— EXERCISE PROMPT —
Please reproduce the lines below word for word, leaving out the pictures.

— RECORDS SHOWN —
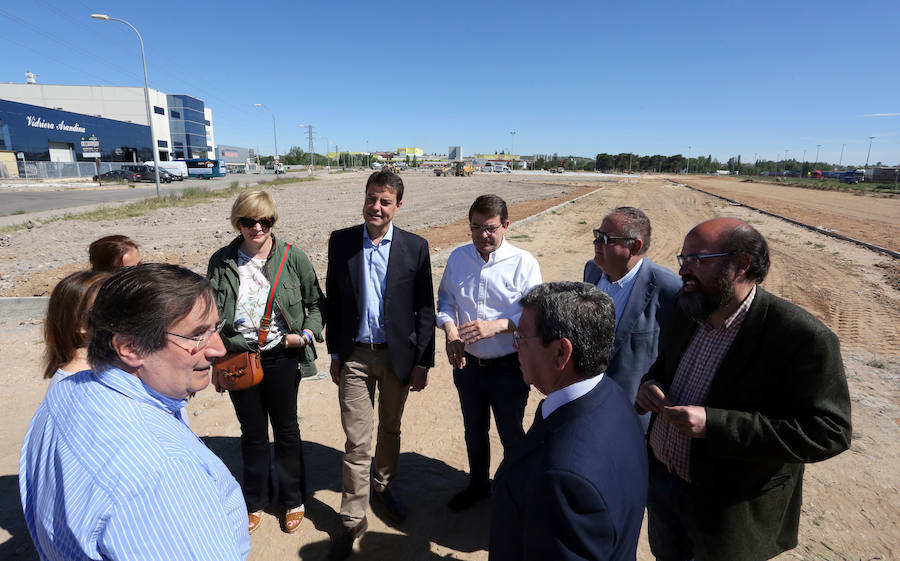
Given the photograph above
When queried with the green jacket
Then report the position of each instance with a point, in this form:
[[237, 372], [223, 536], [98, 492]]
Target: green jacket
[[299, 298]]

— THE REPLY —
Given the photograph above
When queried with the green jacket
Then report the position of each instance with a point, in this form:
[[237, 372], [223, 536], [98, 492]]
Target: green jacket
[[299, 298]]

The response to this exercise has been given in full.